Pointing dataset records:
——
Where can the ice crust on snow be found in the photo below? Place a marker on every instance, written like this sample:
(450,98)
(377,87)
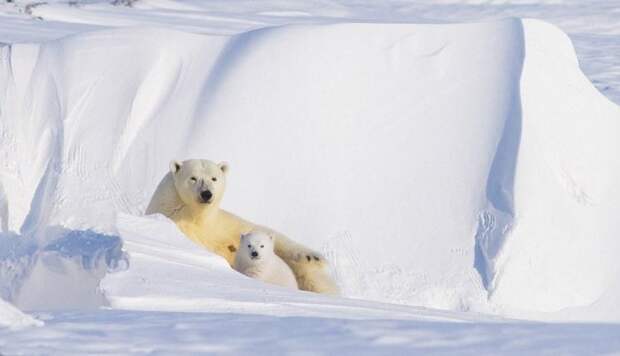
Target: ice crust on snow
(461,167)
——
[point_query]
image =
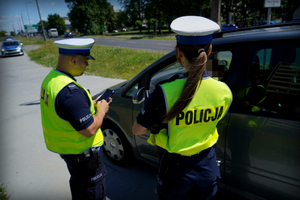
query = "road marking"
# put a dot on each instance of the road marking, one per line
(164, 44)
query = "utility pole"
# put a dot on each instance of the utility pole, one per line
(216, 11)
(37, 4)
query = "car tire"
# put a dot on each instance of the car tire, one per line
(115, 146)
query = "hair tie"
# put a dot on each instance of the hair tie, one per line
——
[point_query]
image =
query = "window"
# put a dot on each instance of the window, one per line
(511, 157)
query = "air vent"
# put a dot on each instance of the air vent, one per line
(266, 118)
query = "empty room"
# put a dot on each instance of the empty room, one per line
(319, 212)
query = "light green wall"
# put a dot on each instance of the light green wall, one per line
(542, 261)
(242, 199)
——
* DIRECTIVE *
How many lines in the items above contain the string "room"? Case counts, and the reply should be the number alone.

* FINISHED EXERCISE *
2